> _Set tasks_:
(1) According to the fundamental group thread, what is the fundamental group of a compact Riemann surface of genus 1?
(2) Decide whether each statement agrees with the fundamental group thread, answering yes or no and quoting the deciding words: (a) The computation of the fundamental group depends on the complex structure of $X$. (b) Vitali was the first to sketch a solution. (c) The proof in Answer 1 relies on a presentation of the group.
(3) Please resume the fundamental group thread, starting after its last sentence.

>> start Document

Why is the fundamental group of a compact Riemann surface not free ?

Question

Consider a compact Riemann surface $X$ of genus $g$.
It is well-known that its fundamental group $\pi_1(X)$ is the free group on the generators $a_1,b_1,...,a_g,b_g$ divided out by the normal subgroup generated by the single relator $[a_1,b_1]\cdot \ldots\cdot [a_g,b_g]$.
(This has of course nothing to do with the complex structure of $X$, but may be computed by considering the underlying topological manifold as a cell complex.)
This group is trivial for $g=0$ and free abelian on two generators for $g=1$.

For $g\geq 2$, however, I had always taken for granted that it is not free but I have just realized that I cannot prove that.

So, although I guess the answer is no, I'll ask my official question in an open way : Is $\pi_1(X)$ free for $g\geq 2$ ?

Edit: Users have now brilliantly solved the problem in multiple ways.
Non-freeness is definitely established, with 12 proofs plus sketches of proofs in the comments!
It is clearly impossible to select in a reasonable way an answer for "acceptance" among all these great answers .
Since the software forces me to make only one choice, I have chosen Daniel's answer because of its merit, but also because it acknowledges Vitali's contribution: Vitali was the first to sketch a solution (in the comments) .

Answer 1

You can use covering spaces instead of cohomology.

(Edit: This proof does not use a presentation of the group, either -- just the weaker fact that its abelianization is free of rank $2g$.)

As Daniel pointed out in his comment, if the group were free it would have to be free on $2g$ generators. The genus $g$ surface has a $2$-sheeted covering space which is a genus $2g-1$ surface. Every index $2$ subgroup of a free group on $r$ generators is free on $2r-1$ generators, because it is the fundamental group of a $2$-sheeted covering space of a wedge of $r$ circles. So $2(2g-1)=2(2g)-1$, a contradiction.

>> end Document
>> start Entries provided

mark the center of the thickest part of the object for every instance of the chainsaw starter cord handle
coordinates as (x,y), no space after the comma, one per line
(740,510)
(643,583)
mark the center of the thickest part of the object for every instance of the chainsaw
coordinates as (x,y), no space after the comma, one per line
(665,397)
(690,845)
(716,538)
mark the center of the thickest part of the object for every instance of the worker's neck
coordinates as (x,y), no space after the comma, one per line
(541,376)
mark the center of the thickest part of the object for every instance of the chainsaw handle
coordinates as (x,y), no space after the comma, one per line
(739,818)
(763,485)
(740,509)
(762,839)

>> end Entries provided

> _Task answers_:
(1) It is free abelian on two generators.

(2)
(a) No: "This has of course nothing to do with the complex structure of $X$"
(b) Yes: "Vitali was the first to sketch a solution (in the comments)"
(c) No: "This proof does not use a presentation of the group, either"

(3)
Answer 2

As per Theo's request, I'm posting this as an answer, though it's largely an expansion on Vitali's comment. Let $F_n$ be the free group on $n$ letters; $K(F_n, 1)$ is a wedge of $n$ circles and so has vanishing cohomology in degrees $>1$. On the other hand, if $X$ is a compact Riemann surface of genus $g>1$, $X$ is a $K(\pi_1(X), 1)$ as its universal cover is the upper-half plane, which is contractible. But then $$H^2(\pi_1(X), \mathbb{Z})=H^2_{sing}(X, \mathbb{Z})=\mathbb{Z},$$ which is non-zero. In particular, $\pi_1(X)$ has non-vanishing cohomology in degree $2$ and so is not free, as Vitali says.

Answer 3

There are many good answers already, but maybe you'll be interested in a counting argument.

Let $Q_8$ denote the quaternion group. Consider the set

$$\mbox{Hom}(\pi_1(X),Q_8)$$

where $X$ is the closed surface of genus $g$. Since we have a presentation for $\pi_1(X)$, we note that a homomorphism to $Q_8$ is given by a $2g$-tuple of elements in $Q_8$ satisfying some group word. In particular, the cardinality of the set is finite. Indeed, if the fundamental group were free, the cardinality would be a power of $8$. However, combinatorics (or gentle representation theory) gives the cardinality of the set exactly:

$$|\mbox{Hom}(\pi_1(X),Q_8)| = 2^{6g-1}+2^{4g-1}$$

which (for $g>0$) is never a power of $2$, still less a power of $8$.

---Edit---

The "gentle representation theory" to which I refer can be found here: http://arxiv.org/abs/1102.4353

We show in section 4 that the cardinality of $\mbox{Hom}(\pi_1(X),G)$ can be written explicitly in terms of the dimensions of the irreducible representations of $G$.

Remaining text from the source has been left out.